# Problemas y tareas
a. Responde con datos del texto sobre la crisis de Honduras:
(i) ¿Cuántos casos de presidentes democráticos que interrumpieron su mandato se mencionan, y en cuántos años?
(ii) ¿A qué partido se unió Manuel Zelaya y en qué año lo hizo?
(iii) Según La Prensa, ¿qué sostuvo la Iglesia Católica sobre la crisis?
b. Prolonga el texto sobre la crisis de Honduras a partir de su última oración.

# Texto proporcionado
Entonces, no resulta tan novedoso para la región que un presidente democrático interrumpa abruptamente su mandato (16 casos en 29 años). En un reciente estudio, Aníbal Pérez Liñán (América Latina Hoy) concluía que lo que explica estos colapsos es la combinación de dos factores: el conflicto de poderes entre el Legislativo y el Ejecutivo (en particular, cuando este último no contaba con la mayoría en el Congreso), y la convergencia en las calles de grupos organizados que son capaces de inhabilitar a un presidente con baja popularidad y sin apoyo de las elites.

Lo sorpresivo del caso de Honduras, entonces, no está dado tanto por el quiebre institucional mismo, sino por el proceso que antecedió la salida del presidente Zelaya. En esta historia, sí hubo conflicto de poderes, pero nunca existió la segunda pre-condición que parecía necesaria en otros quiebres institucionales de la región: la política hasta el momento no se había volcado a la calle.

El primer elemento evidente en esta crisis fue un conflicto intra-elite. Los actores claves que han intervenido en la crisis son todos miembros de la misma elite que ha gobernado Honduras por cerca de treinta años. Manuel Zelaya es un empresario que proviene de una familia acomodada y que se unió al partido liberal en 1970. Antes de llegar a ocupar el sillón presidencial, fue diputado, ministro, y asesor de la presidencia. Roberto Micheletti, quien asumió como presidente de facto, también es un empresario y también es miembro del partido liberal. Micheletti disputó el cupo para competir como candidato a la presidencia el año pasado, perdiendo ante Elvin Ernesto Santos—quien fuera vicepresidente bajo la administración de Zelaya.

Se trató de una acción letal de una elite que controla los principales espacios de poder de dicho país y en contra de uno de los suyos. La Corte Suprema emitió un comunicado indicando que las fuerzas armadas al expulsar a su presidente actuaron “en defensa del Estado de Derecho”. El Congreso rápidamente definió una sucesión y la encontró en uno de los políticos más tradicionales del partido liberal. Los grandes empresarios apoyaron rápidamente al nuevo gobierno y la Iglesia Católica sostuvo que “la crisis política está encausada” (La Prensa 29/06/09). De este modo, no se evidencian divisiones serias entre los grupos de elite de dicha sociedad: empresarios, jueces, políticos y sacerdotes parecen estar de acuerdo con el nuevo escenario.

Lo anterior nos lleva a una segunda cuestión: ¿podemos culpar a las instituciones de esta crisis presidencial? El caso muestra a un presidente que quería informarse sobre la voluntad ciudadana de convocar a una nueva Asamblea Constituyente y el Congreso y el Poder Judicial que indicaron que dicha convocatoria era ilegal. Las primeras reacciones luego de producido el golpe han señalado que Honduras posee débiles mecanismos institucionales para enfrentar crisis políticas. Por ejemplo, las fuerzas armadas constitucionalmente son garantes del orden, pero al mismo tiempo deben ser obedientes a su comandante en jefe—es decir, al propio presidente. ¿Fue la ambigüedad de la letra la que ocasionó este conflicto de poderes?

# Datos registrados

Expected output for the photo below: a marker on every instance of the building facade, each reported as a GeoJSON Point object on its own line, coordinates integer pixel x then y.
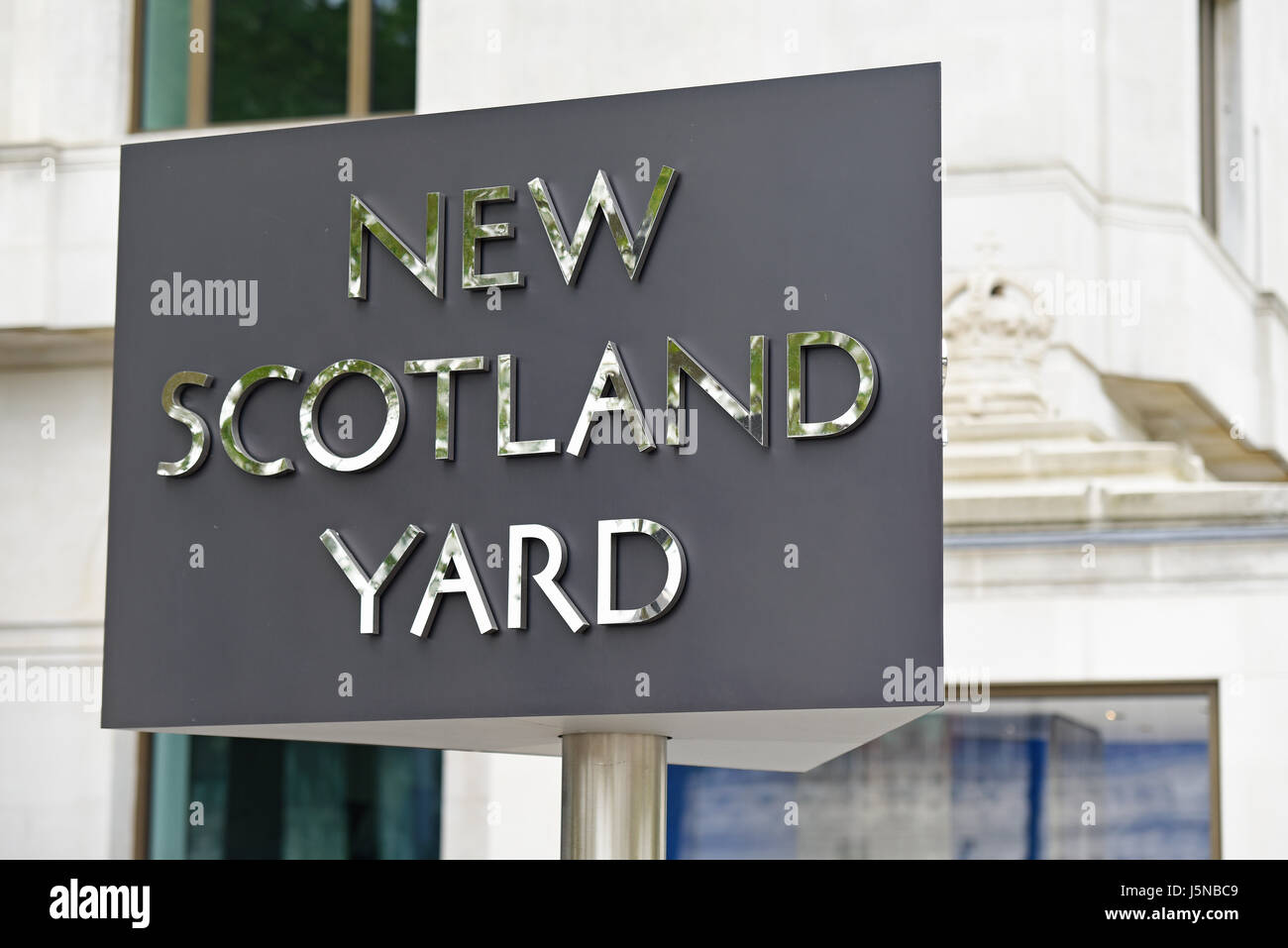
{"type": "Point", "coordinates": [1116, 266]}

...

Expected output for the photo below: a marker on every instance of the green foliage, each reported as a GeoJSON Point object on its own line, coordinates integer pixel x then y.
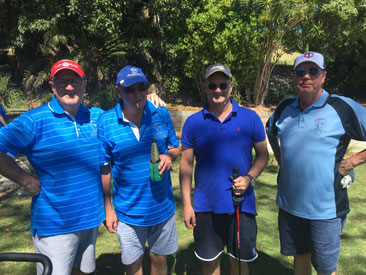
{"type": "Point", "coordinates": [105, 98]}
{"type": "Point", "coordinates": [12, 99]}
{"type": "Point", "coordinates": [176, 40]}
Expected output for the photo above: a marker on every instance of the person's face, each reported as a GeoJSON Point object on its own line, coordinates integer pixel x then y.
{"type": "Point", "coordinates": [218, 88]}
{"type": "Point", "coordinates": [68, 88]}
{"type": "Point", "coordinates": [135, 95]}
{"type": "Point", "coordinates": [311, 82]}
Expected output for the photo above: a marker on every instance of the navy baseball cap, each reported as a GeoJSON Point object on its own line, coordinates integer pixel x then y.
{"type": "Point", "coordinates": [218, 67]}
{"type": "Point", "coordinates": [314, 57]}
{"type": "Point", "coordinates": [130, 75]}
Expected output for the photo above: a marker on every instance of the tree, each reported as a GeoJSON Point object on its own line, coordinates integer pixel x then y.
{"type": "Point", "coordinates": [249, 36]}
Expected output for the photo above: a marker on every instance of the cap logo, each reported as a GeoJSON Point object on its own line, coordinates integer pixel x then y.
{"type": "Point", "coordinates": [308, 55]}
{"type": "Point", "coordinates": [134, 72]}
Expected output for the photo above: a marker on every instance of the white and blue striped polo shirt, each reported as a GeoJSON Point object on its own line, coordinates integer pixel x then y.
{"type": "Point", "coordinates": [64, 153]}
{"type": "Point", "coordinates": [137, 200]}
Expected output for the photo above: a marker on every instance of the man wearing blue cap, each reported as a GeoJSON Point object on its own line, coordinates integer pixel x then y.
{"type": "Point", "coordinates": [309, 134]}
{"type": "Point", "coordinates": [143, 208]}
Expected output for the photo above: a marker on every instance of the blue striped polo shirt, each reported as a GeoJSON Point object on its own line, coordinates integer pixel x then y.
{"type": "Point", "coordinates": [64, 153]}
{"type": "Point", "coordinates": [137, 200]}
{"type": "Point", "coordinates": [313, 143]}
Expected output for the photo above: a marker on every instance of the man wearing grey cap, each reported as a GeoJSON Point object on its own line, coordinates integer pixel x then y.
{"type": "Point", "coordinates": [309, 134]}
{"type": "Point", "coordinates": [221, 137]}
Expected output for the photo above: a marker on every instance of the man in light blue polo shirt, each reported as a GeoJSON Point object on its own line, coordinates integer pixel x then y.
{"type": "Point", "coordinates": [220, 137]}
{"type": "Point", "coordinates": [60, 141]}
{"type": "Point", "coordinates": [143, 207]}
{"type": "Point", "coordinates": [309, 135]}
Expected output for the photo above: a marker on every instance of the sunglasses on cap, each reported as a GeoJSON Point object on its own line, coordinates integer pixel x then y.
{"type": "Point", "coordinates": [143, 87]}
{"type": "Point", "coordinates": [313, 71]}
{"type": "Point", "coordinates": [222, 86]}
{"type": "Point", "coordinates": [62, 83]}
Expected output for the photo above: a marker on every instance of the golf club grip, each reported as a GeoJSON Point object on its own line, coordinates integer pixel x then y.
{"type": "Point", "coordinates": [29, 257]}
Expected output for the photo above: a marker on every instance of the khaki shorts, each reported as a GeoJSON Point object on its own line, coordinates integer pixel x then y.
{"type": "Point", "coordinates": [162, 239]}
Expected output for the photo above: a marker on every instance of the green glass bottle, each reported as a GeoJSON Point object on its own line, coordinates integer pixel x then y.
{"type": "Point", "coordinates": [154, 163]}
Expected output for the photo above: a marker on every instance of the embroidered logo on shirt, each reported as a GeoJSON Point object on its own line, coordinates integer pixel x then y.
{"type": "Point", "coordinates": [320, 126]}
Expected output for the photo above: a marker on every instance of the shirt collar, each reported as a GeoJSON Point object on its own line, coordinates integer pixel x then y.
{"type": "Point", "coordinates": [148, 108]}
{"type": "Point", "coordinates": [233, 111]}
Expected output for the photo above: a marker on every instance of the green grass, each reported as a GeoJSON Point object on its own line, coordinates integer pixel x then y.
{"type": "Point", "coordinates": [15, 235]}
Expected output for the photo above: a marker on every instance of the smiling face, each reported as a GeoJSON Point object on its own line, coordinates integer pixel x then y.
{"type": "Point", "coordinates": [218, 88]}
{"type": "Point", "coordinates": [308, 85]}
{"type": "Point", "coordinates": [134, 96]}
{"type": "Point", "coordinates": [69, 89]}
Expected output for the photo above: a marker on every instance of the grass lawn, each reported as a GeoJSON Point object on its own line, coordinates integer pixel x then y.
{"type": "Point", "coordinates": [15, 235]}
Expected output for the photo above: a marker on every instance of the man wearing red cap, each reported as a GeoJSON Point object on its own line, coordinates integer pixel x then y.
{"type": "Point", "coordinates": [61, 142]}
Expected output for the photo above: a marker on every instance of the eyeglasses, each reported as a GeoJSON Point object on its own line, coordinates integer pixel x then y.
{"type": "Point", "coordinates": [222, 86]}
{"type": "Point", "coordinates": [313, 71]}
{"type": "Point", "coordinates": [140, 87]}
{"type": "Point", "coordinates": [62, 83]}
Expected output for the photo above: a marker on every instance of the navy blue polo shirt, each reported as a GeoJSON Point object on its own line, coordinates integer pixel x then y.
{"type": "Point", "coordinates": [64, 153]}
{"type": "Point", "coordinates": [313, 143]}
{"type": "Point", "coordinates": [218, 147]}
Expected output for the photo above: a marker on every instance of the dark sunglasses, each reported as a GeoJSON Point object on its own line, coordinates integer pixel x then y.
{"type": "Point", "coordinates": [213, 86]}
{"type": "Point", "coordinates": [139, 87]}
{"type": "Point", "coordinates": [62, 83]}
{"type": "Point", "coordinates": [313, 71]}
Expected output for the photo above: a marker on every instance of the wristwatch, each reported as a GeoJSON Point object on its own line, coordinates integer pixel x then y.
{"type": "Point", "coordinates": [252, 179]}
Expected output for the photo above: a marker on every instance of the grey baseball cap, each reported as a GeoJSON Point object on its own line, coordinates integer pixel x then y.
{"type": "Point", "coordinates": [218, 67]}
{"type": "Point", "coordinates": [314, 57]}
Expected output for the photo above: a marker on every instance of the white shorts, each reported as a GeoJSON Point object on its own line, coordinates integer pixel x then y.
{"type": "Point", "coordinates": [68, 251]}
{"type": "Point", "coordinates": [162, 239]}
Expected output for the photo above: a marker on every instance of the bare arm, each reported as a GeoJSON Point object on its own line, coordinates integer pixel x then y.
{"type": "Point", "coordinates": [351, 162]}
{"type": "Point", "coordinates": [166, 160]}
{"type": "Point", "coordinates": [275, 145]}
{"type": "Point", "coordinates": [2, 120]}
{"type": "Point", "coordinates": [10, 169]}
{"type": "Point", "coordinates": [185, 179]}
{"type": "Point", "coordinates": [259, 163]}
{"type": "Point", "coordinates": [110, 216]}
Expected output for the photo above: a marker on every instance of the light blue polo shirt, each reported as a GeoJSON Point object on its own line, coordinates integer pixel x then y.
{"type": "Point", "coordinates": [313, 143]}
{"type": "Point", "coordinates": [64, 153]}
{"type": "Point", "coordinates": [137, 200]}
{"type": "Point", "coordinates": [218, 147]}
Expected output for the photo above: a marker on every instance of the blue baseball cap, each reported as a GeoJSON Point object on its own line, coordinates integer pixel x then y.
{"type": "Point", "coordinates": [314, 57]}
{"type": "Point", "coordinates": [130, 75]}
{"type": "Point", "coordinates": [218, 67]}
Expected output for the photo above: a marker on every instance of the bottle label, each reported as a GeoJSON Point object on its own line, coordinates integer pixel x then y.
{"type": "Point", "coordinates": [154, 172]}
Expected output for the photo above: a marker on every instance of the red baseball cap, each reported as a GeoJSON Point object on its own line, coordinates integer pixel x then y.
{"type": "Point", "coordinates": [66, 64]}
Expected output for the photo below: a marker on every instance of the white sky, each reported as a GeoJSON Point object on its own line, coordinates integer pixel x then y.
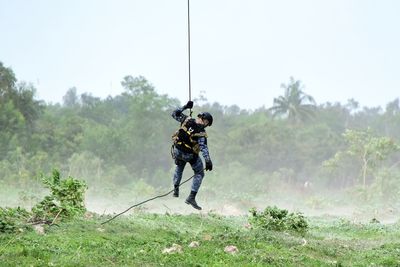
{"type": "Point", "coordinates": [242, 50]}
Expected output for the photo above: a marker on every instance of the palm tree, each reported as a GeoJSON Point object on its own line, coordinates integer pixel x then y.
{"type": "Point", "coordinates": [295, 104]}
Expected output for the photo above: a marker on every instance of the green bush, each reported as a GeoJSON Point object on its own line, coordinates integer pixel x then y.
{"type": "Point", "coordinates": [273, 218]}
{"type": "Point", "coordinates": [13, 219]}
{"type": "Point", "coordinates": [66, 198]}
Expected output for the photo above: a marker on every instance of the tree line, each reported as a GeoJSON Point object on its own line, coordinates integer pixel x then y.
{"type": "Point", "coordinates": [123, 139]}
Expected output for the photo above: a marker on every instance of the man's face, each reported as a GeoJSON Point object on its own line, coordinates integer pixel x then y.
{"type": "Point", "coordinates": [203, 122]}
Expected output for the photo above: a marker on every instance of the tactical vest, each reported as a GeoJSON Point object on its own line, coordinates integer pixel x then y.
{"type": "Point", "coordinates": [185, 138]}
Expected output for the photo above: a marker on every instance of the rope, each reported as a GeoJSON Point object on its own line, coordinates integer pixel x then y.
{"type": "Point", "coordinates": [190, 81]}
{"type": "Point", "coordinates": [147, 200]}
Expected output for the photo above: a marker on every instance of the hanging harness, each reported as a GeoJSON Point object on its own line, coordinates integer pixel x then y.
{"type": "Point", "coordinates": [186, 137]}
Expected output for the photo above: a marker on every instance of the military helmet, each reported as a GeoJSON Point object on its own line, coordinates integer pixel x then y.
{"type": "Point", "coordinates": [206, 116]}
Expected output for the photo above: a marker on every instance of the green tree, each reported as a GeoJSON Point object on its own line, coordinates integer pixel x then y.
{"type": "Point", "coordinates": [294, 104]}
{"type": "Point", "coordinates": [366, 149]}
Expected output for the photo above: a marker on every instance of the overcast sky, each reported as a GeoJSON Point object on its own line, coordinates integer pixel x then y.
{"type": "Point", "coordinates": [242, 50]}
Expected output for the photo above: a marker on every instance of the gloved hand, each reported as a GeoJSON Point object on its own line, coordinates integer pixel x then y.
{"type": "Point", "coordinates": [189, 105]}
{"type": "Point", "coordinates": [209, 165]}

...

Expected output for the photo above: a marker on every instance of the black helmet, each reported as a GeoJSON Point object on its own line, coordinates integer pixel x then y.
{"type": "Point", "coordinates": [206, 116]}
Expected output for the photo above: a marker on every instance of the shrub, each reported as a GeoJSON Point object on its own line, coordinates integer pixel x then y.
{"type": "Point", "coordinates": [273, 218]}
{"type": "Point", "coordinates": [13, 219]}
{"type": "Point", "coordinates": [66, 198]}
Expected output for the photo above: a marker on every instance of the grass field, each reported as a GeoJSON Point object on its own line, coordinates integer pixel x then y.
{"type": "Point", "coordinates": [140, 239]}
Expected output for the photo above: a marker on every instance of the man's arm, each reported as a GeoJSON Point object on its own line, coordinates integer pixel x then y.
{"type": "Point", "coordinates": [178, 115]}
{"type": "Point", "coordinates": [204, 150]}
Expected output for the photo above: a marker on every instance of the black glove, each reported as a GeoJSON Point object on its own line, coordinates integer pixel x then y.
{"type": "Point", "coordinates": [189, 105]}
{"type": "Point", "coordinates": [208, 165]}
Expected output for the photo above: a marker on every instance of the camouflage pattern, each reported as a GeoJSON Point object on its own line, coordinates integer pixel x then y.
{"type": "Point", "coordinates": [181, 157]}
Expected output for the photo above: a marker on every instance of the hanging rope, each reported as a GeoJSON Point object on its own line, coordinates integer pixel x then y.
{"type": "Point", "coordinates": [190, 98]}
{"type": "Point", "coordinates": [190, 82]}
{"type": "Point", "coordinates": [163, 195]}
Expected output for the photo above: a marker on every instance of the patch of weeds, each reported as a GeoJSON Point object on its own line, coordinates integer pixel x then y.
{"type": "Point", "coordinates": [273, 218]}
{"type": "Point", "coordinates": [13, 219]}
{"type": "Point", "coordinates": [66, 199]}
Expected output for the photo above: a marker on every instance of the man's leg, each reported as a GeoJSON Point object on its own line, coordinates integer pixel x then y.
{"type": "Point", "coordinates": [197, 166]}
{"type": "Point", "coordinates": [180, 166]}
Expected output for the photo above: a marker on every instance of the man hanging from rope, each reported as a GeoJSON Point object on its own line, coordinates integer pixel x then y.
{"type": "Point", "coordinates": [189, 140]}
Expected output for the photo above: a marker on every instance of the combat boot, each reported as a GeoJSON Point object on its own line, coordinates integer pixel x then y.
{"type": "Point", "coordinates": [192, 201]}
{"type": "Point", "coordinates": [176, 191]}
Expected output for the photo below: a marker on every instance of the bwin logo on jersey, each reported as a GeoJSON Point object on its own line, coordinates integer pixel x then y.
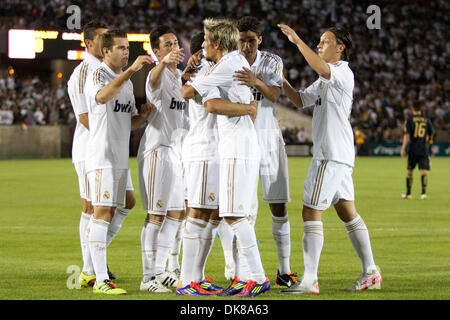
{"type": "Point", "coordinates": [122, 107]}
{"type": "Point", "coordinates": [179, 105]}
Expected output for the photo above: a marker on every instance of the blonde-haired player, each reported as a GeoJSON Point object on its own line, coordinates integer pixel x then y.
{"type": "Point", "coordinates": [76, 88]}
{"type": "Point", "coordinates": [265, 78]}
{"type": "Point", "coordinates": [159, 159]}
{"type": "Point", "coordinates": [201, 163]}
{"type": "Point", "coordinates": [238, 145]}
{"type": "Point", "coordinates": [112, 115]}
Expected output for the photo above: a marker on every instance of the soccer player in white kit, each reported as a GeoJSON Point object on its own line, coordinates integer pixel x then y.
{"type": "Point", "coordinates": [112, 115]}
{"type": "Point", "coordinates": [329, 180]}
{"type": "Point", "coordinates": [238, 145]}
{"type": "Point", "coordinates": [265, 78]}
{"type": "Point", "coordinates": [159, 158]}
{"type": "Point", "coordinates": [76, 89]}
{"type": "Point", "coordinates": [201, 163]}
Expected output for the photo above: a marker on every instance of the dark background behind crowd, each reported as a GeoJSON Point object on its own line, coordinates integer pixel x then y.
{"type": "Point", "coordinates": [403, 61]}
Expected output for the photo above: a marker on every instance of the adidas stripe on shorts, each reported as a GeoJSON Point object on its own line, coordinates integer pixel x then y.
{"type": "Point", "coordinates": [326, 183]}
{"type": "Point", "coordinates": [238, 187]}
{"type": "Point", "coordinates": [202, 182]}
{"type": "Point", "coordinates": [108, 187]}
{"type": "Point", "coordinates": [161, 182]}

# Respuestas escritas
a.
(i) Se mencionan 16 casos en 29 años.
(ii) Se unió al partido liberal en 1970.
(iii) Sostuvo que "la crisis política está encausada".

b.
Como este y muchos otros casos nos demuestran, las instituciones proveen un contexto, un marco dentro del cual los actores funcionan. Pero es responsabilidad de los actores el hacer funcionar dichas instituciones. La responsabilidad fundamental recae, entonces, en los actores que, enfrentados a una decisión de romper con la legalidad, deciden tomar a su presidente y dejarlo en pijamas en un vecino país. No es culpa de las instituciones. Más bien, la responsabilidad es de los actores que no tienen la voluntad de generar los espacios para resolver el conflicto político.

Una tercera cuestión es el carácter aparentemente sorpresivo de esta acción política. La polarización del país estaba en franco incremento durante al menos el último año. Zelaya había radicalizado su discurso; el partido Liberal comenzaba a distanciarse de su presidente; y los principales actores de la sociedad hondureña comenzaban a mostrar su preocupación. En febrero de este año, la Iglesia Católica mostraba su preocupación por la pobreza, la polarización política y el incremento en los niveles de violencia delictual. Durante el año 2008 se produjeron más de 7 mil homicidios, y un 36% de ellos fueron asesinatos de sicarios bajo órdenes del narcotráfico local e internacional que incluso afectaron a políticos hondureños.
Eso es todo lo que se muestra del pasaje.